(Stored data entries)
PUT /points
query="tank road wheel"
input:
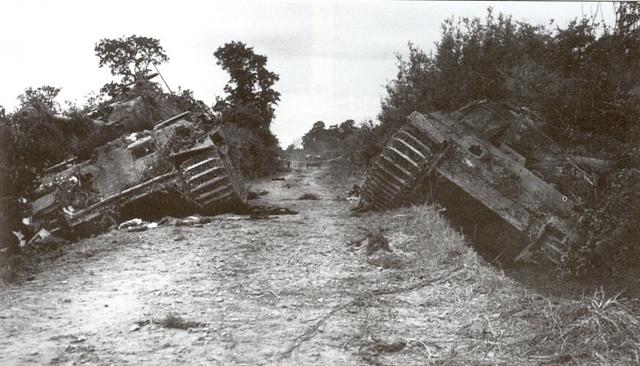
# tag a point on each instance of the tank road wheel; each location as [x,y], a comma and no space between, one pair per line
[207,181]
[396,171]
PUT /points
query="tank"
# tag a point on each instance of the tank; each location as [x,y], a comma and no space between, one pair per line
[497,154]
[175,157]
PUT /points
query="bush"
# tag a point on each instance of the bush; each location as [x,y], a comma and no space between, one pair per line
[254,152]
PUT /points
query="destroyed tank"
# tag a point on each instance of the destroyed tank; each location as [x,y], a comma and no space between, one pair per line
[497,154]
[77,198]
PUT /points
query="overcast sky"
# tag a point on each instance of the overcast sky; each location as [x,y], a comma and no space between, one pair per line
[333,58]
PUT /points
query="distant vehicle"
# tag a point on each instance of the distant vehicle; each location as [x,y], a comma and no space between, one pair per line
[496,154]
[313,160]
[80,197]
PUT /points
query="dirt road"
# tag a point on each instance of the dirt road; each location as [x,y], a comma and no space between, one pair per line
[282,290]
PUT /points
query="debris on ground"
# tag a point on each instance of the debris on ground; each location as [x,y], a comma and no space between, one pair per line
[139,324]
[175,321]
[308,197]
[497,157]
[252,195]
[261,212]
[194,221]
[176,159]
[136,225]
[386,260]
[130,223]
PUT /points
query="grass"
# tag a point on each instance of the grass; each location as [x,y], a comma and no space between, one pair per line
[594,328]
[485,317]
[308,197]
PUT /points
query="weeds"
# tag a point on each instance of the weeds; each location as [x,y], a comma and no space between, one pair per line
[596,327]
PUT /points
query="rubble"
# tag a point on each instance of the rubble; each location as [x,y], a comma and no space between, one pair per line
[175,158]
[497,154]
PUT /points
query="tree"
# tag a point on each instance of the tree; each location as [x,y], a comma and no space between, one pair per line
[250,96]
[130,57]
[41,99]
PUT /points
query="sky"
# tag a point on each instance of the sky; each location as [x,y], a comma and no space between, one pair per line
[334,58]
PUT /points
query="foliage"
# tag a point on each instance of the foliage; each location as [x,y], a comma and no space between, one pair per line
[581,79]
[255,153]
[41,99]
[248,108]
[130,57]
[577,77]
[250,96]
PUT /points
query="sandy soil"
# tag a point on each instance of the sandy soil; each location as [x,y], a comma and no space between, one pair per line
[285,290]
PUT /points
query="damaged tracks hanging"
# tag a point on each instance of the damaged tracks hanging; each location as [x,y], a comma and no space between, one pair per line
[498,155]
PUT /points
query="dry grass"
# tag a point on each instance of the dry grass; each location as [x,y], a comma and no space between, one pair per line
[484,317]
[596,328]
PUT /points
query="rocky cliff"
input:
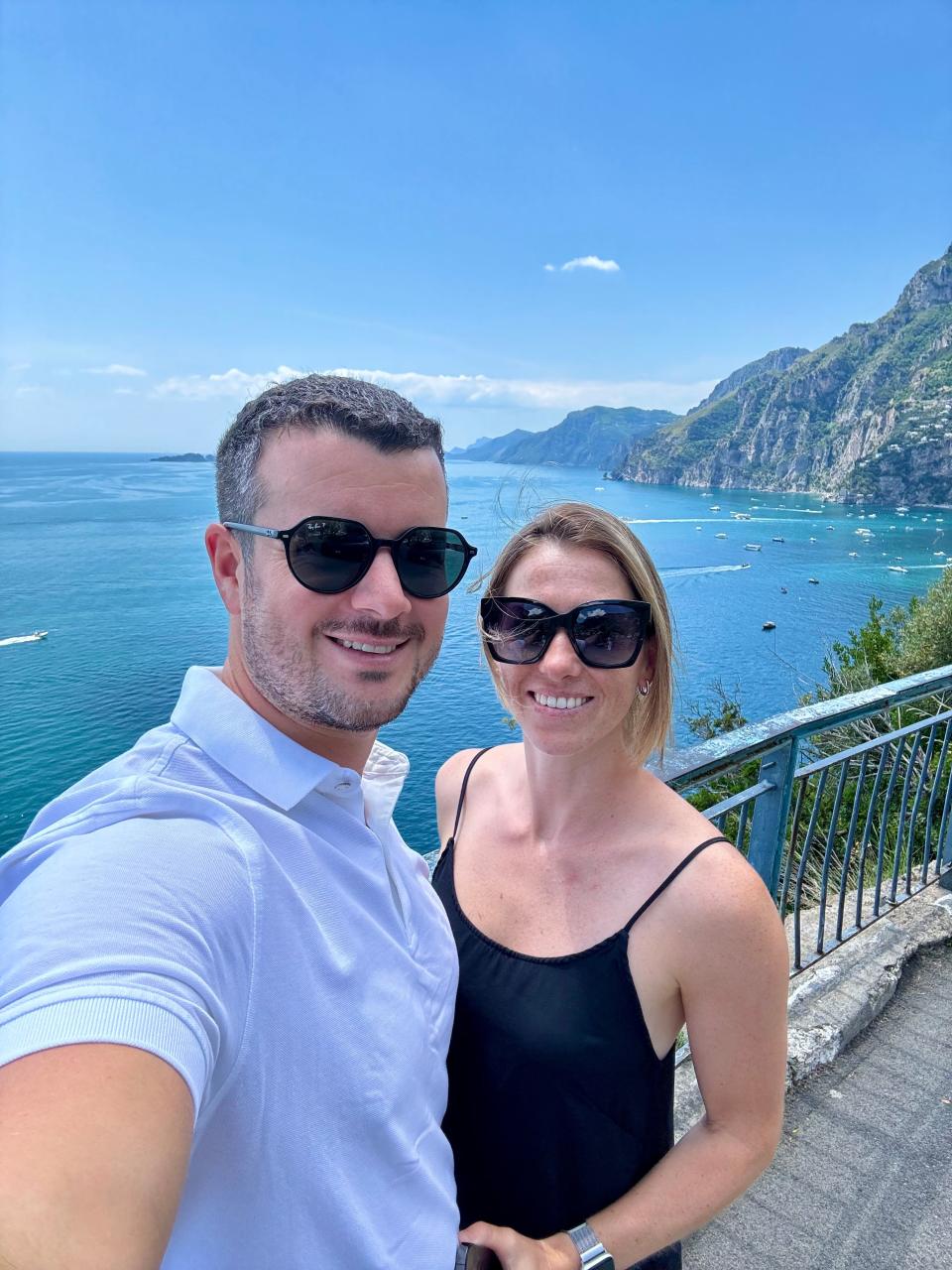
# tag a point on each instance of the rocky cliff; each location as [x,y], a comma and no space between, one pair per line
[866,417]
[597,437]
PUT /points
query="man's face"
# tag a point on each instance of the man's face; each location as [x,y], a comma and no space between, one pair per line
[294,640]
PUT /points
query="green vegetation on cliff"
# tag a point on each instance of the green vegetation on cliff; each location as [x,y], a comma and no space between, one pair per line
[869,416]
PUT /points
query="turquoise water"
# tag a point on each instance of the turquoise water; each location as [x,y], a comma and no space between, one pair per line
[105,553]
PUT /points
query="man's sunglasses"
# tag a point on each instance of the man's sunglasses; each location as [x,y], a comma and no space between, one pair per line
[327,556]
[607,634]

* * *

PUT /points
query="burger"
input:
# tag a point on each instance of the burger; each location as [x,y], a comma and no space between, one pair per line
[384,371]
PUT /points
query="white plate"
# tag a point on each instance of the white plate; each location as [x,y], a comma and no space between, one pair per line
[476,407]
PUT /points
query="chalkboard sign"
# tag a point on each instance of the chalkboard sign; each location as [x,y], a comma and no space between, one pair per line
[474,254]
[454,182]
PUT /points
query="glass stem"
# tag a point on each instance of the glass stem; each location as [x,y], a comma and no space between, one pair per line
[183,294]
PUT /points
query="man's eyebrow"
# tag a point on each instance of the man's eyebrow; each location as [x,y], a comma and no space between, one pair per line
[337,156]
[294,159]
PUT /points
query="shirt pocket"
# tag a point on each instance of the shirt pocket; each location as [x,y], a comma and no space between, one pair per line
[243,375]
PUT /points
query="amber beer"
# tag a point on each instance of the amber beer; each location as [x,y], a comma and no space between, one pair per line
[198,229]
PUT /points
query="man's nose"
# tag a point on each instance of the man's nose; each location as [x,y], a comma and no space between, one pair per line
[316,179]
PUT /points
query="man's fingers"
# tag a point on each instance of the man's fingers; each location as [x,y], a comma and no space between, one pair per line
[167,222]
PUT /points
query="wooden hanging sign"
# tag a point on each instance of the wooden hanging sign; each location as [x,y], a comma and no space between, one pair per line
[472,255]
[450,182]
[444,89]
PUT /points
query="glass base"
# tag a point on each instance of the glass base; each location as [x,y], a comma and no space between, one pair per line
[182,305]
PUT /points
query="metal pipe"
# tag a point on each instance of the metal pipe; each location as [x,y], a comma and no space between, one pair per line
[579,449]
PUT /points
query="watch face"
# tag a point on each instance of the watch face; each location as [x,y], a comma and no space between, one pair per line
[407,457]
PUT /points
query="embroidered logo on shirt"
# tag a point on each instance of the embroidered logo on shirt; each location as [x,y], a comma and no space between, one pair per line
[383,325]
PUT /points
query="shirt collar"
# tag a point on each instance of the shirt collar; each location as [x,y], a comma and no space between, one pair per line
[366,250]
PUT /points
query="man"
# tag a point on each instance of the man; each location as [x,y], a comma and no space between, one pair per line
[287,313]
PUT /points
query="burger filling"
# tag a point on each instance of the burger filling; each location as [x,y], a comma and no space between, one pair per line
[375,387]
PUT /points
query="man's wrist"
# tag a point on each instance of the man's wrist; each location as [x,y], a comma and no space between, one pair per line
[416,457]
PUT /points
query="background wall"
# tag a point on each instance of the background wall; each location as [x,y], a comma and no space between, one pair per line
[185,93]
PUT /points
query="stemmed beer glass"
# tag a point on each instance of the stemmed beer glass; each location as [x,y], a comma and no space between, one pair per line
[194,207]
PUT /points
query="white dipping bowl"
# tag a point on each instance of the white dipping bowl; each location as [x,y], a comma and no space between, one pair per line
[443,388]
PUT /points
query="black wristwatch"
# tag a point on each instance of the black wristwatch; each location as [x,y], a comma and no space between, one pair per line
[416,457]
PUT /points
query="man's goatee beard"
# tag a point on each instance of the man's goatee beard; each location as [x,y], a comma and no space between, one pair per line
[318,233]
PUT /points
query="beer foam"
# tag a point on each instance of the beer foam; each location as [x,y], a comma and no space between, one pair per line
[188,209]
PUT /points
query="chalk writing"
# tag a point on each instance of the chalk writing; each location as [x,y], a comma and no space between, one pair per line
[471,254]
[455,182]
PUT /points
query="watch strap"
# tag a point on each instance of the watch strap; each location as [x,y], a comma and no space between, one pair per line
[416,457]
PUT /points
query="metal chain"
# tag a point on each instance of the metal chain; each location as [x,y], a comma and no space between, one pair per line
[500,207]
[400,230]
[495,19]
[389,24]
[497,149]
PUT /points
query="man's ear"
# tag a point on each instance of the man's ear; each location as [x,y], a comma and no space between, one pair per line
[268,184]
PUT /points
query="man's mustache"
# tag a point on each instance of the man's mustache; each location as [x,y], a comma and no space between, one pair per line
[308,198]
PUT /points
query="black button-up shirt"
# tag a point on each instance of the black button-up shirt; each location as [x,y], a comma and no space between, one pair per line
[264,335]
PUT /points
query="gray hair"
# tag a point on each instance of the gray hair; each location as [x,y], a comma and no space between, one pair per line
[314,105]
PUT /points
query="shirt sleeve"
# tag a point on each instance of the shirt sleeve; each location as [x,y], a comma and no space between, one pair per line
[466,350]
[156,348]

--

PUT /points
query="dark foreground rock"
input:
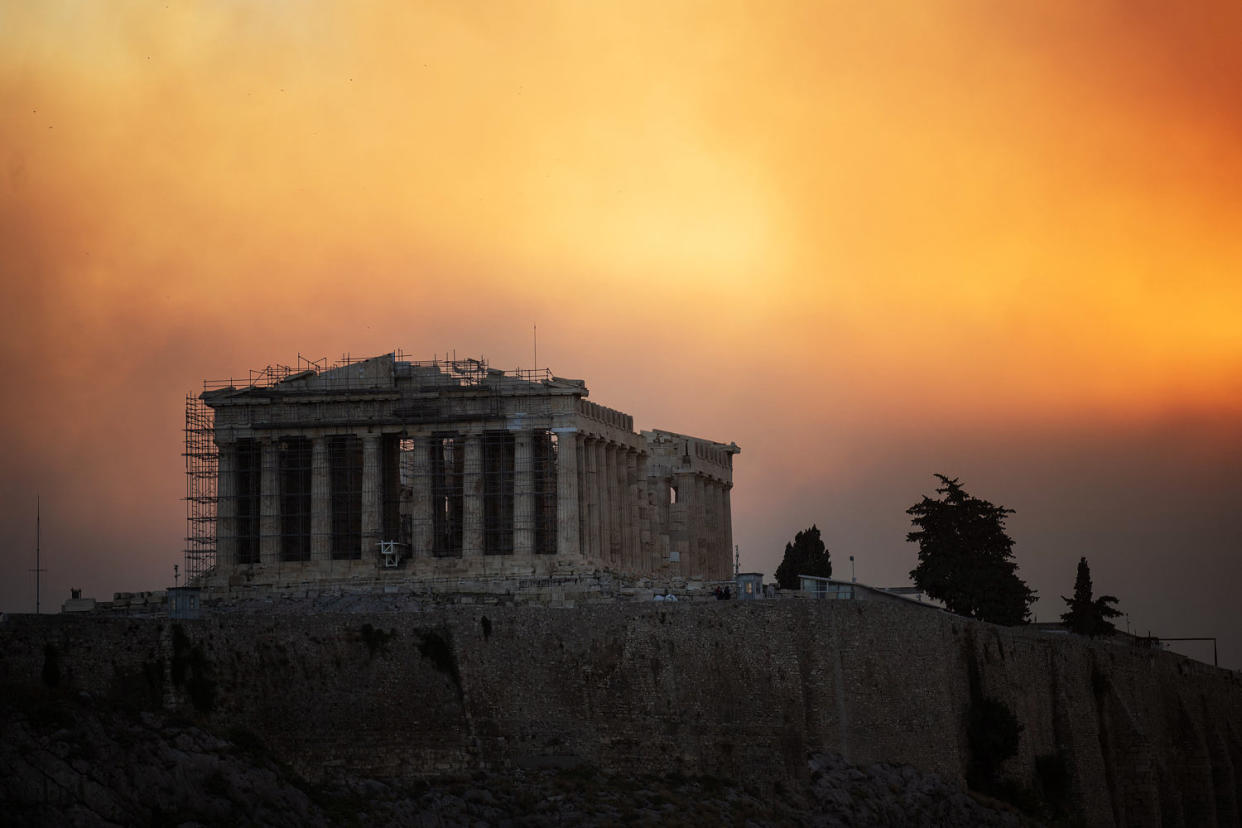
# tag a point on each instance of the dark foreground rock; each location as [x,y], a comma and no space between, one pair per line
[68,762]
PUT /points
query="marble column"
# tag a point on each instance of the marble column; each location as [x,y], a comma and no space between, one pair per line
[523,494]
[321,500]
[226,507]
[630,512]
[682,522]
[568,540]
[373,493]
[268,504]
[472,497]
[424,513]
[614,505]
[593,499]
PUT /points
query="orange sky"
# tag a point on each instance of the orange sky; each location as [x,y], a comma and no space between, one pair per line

PROBLEM TO SOLVE.
Scan the data above and copy every line with "orange" in it.

SOLUTION TO THE PROBLEM.
query="orange sky"
# tag a point on each instance of the orange sky; each location as [x,y], a comma and no space between, one pair per line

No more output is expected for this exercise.